_Exercise instructions_.
Which lines below hold the word "handrail"? Copy all of them.

(Dataset excerpts)
· · ·

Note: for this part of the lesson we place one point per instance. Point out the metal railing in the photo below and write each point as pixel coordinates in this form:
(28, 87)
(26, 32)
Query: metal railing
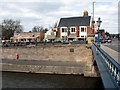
(112, 66)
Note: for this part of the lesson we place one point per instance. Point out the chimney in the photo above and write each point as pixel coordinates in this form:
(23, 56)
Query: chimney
(85, 13)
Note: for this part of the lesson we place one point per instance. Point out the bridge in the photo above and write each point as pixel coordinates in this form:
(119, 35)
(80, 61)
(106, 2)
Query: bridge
(108, 67)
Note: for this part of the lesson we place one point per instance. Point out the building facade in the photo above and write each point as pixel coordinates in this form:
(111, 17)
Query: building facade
(28, 37)
(74, 28)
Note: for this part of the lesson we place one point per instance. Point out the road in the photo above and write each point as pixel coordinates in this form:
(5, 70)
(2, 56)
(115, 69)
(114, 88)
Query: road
(115, 44)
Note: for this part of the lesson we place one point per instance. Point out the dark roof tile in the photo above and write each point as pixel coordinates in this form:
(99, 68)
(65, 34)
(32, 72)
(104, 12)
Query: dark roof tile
(75, 21)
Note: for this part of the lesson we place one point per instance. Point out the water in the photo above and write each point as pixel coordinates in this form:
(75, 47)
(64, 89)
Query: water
(28, 80)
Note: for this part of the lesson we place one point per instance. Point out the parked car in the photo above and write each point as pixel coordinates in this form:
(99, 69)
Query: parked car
(103, 41)
(109, 40)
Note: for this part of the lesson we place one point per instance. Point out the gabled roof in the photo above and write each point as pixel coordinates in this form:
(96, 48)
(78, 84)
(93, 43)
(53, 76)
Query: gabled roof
(75, 21)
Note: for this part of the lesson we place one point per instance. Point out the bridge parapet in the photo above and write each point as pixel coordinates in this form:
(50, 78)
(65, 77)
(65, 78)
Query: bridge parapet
(110, 66)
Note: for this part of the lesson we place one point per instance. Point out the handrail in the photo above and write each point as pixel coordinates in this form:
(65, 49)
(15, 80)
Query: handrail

· · ·

_Exercise answer_.
Note: for this part of the lesson we place one point per instance. Point out the handrail in the photo above and write each point as pixel coordinates in this form:
Query: handrail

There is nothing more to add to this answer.